HOME > Chowhound > Cookware >


Refrigerating Food in Stainless Steel

I'm looking for a great lasagna pan. I'm thinking about getting the Cuisinart stainless steel lasagna pan but I thought it wasn't good to store food in stainless steel (especially acidic foods like tomato sauces in the refrigerator). Any input?


  1. Click to Upload a photo (10 MB limit)
  1. You know. I heard of that, but it does not make sense to me. Stainless steel is fairly nonreactive which is more the reasons why it should be ok to store foods in a stainless steel container. Exactly why it is not good to store foods in a stainless steel vessel. Not good for the foods, or not good for the stainless steel.

    1. Found on the Interwebs:

      According to Clemson University Food Safety, "Manufacturers caution against allowing acidic or salty foods to remain in stainless steel for long periods. Although there are no known health hazards from leaching of the metal, undissolved salt will pit steel surfaces."

      1. If you can't store food in stainless steel safely I think we're all in big trouble. It seems like all commercially prepared food, whether it's made in a factory or a restaurant, is all prepared and usually stored in stainless steel. If tomato sauce can come out of a can it can't be that bad. I realize that modern cans are now lined with some type of plastic, but still.

# Actions to take:
- A) List every proper name of a company, brand, website, or institution that appears in the forum thread.
- B) According to the forum thread, what will undissolved salt do to steel surfaces?
- C) From the forum thread, write out the passage that begins at the words "1. Found on" and stops after "plastic, but still.", switching "salty" to "sugary".

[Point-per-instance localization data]
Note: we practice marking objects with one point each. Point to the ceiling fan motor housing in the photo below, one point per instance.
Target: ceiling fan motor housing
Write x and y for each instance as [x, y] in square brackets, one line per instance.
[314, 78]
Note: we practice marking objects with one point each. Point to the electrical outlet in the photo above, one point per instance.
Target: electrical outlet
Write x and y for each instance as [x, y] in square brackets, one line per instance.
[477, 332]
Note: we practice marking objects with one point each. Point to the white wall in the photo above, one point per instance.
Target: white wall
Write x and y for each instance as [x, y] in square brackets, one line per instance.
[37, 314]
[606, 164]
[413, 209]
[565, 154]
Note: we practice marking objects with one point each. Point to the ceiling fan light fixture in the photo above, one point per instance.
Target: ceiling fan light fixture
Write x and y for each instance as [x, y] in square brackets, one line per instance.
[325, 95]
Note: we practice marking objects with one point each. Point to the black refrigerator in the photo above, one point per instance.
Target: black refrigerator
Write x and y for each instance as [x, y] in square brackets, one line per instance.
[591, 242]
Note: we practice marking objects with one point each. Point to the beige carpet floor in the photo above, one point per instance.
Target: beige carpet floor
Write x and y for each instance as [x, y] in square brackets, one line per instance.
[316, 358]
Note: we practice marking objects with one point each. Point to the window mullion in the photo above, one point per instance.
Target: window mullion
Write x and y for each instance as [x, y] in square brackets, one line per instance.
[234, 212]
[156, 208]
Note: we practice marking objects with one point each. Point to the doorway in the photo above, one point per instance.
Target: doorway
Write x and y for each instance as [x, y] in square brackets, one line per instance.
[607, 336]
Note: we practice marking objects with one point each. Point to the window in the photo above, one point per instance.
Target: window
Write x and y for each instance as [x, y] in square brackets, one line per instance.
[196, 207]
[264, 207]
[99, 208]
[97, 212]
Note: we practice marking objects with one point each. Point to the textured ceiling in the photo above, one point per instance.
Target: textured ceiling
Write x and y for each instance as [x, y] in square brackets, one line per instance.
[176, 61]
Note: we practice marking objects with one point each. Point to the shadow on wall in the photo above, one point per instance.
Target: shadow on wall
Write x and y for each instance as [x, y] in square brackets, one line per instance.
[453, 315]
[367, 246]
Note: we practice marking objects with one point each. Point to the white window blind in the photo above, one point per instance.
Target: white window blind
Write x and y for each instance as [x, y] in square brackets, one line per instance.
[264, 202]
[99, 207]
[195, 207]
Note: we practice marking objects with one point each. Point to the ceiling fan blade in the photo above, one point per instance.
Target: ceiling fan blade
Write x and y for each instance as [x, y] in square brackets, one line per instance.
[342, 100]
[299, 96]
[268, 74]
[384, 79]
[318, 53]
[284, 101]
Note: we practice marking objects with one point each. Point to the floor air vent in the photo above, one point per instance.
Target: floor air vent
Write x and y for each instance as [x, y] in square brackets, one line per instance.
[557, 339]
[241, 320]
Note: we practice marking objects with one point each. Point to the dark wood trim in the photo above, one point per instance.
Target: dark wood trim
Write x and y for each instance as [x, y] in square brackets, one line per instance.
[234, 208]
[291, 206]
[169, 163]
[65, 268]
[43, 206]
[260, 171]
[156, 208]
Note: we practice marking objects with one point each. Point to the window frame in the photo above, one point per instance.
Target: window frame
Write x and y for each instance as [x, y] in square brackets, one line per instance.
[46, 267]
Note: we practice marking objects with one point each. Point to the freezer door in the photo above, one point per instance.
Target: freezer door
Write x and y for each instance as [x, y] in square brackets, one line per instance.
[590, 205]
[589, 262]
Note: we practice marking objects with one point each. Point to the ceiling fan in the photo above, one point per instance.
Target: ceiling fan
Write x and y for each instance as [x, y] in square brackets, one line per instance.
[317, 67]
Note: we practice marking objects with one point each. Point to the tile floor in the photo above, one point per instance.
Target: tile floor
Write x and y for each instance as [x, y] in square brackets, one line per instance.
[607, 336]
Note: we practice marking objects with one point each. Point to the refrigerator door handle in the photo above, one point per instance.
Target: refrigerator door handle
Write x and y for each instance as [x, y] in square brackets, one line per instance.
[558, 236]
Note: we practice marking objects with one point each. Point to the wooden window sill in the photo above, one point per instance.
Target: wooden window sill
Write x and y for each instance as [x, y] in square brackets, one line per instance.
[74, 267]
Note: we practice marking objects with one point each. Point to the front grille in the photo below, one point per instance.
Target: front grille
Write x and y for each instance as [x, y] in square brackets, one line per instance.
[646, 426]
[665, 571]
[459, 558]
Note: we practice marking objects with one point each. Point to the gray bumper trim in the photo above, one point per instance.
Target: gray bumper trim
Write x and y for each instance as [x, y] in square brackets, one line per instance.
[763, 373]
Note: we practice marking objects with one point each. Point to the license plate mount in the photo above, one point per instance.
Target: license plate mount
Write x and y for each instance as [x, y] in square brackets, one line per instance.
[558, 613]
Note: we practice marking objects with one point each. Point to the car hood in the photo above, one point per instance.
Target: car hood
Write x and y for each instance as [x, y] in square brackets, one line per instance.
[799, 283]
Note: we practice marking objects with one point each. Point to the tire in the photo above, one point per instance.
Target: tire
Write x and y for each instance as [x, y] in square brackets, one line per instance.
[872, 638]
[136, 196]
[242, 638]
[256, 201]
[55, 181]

# Results for the exercise:
- A)
Chowhound
Cuisinart
Clemson University Food Safety

- B) It will pit them.

- C)
1. Found on the Interwebs:

      According to Clemson University Food Safety, "Manufacturers caution against allowing acidic or sugary foods to remain in stainless steel for long periods. Although there are no known health hazards from leaching of the metal, undissolved salt will pit steel surfaces."

      1. If you can't store food in stainless steel safely I think we're all in big trouble. It seems like all commercially prepared food, whether it's made in a factory or a restaurant, is all prepared and usually stored in stainless steel. If tomato sauce can come out of a can it can't be that bad. I realize that modern cans are now lined with some type of plastic, but still.